> [Work to be completed]: Copy these lines word for word, leaving out the picture.

> [Data entries]:

╔══

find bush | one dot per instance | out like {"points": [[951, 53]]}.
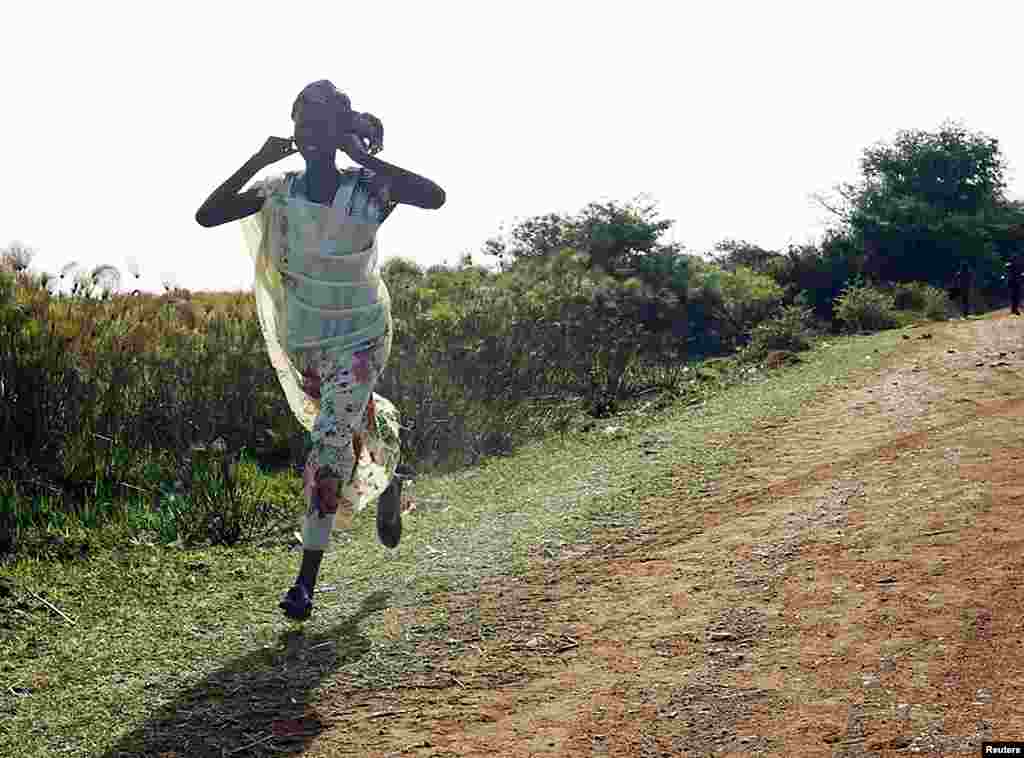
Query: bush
{"points": [[792, 330], [864, 308]]}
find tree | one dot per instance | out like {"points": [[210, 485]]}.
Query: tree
{"points": [[612, 235], [733, 253], [927, 202]]}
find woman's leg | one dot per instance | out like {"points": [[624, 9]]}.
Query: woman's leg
{"points": [[346, 384]]}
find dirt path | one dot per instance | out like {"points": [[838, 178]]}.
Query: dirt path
{"points": [[853, 588]]}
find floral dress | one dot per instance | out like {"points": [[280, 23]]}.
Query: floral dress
{"points": [[324, 307]]}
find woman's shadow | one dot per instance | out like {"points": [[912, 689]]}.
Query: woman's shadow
{"points": [[259, 700]]}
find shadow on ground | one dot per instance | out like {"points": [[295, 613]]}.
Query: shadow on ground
{"points": [[256, 705]]}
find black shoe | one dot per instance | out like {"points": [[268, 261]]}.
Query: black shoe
{"points": [[389, 514], [297, 603]]}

╚══

> [Output]:
find bush | one dot per instance | out like {"points": [[951, 53]]}.
Query: bush
{"points": [[792, 330], [864, 308]]}
find tree | one dot per instance | out like {"points": [[210, 485]]}.
Query: tree
{"points": [[612, 235], [733, 253], [927, 202]]}
find woman's leg | one dot per instance | out like {"points": [[624, 9]]}.
Query: woman's leg
{"points": [[346, 384]]}
find dirt path | one dot per instance | out like {"points": [[838, 178]]}.
Query: dirt path
{"points": [[853, 588]]}
find floral dress | one dot per instance | out like {"points": [[280, 23]]}.
Query: floral dress
{"points": [[324, 307]]}
find woman's shadow | one dot per instance | out like {"points": [[912, 689]]}.
Query: woman's shadow
{"points": [[259, 700]]}
find shadow on ground | one dot per instance | out like {"points": [[295, 613]]}.
Query: shadow on ground
{"points": [[256, 705]]}
find black shoe | one dot per instance | out like {"points": [[268, 261]]}.
Query: black shoe
{"points": [[389, 514], [297, 603]]}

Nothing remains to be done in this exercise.